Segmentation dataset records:
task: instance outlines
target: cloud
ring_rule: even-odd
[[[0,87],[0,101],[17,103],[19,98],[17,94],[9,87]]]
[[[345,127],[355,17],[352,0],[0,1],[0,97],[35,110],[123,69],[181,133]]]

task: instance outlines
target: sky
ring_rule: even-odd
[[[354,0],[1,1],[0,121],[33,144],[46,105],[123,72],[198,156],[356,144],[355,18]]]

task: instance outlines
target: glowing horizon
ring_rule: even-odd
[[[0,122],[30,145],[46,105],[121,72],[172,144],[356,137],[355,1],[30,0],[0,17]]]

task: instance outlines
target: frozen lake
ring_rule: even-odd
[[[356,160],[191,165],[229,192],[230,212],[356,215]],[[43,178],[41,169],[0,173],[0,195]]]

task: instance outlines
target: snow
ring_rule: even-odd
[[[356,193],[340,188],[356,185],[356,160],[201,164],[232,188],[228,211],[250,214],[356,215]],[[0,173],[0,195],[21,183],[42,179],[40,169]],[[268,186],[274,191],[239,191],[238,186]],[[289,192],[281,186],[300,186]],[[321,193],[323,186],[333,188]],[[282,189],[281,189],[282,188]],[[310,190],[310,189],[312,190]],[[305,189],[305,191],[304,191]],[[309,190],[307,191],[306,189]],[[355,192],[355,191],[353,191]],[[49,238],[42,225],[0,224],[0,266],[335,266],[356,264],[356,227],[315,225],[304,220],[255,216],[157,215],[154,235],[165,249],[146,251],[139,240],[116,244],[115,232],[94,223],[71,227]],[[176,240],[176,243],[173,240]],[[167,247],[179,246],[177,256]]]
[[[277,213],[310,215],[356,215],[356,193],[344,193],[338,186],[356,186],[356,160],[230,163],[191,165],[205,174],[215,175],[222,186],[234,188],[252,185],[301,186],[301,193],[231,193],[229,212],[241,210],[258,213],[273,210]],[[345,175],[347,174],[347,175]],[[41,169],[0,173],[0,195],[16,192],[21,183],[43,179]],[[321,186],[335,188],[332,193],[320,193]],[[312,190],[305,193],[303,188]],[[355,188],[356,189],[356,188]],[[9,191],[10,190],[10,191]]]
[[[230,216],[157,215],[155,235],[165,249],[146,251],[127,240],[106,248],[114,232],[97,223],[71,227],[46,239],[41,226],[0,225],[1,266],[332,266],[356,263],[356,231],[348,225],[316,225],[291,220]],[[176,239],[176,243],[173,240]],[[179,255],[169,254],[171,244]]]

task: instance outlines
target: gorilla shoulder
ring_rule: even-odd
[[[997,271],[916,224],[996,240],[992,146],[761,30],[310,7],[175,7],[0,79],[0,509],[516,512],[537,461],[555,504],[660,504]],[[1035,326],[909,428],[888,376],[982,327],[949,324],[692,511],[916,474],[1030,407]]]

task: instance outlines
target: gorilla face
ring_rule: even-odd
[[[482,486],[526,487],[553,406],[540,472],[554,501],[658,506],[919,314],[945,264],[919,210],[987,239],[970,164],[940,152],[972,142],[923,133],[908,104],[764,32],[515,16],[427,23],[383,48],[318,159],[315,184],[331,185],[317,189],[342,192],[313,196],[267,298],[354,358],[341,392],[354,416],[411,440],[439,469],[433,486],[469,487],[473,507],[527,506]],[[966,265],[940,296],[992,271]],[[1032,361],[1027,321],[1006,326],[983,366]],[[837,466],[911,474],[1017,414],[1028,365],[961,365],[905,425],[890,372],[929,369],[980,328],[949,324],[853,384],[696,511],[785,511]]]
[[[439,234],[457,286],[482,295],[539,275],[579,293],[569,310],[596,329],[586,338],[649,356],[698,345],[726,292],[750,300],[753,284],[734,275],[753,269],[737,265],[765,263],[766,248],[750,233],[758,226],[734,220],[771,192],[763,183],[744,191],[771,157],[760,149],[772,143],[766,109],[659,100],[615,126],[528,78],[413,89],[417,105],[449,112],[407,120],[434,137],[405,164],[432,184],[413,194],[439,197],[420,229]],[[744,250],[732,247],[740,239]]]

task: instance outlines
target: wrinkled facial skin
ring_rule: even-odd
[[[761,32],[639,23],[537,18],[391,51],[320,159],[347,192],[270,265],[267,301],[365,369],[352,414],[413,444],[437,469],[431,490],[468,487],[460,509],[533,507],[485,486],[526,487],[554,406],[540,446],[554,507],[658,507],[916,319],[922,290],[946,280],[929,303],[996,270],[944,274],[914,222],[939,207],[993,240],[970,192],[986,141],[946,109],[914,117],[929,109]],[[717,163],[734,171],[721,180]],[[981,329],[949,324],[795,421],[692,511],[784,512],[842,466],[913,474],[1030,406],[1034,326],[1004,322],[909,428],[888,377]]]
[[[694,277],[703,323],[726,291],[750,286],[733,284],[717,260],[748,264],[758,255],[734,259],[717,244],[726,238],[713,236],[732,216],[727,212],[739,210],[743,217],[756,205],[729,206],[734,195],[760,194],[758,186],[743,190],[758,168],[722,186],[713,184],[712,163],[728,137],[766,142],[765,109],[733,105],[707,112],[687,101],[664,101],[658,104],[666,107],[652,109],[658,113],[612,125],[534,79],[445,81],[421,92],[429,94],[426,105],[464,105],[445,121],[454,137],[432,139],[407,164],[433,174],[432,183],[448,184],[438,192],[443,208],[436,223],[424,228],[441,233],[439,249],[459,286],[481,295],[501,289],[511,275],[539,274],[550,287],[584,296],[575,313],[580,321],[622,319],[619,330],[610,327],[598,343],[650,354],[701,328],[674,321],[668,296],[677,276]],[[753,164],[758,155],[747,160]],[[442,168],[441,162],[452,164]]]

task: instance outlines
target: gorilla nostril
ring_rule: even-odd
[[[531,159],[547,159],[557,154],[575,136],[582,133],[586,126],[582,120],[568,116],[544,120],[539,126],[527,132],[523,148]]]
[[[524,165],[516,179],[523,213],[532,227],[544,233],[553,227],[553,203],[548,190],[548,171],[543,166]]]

_What is expected_
Which lines in the listing above contain the word "gorilla"? Pick out each of them and copy it.

_Response below_
target: gorilla shoulder
target: gorilla face
target: gorilla nostril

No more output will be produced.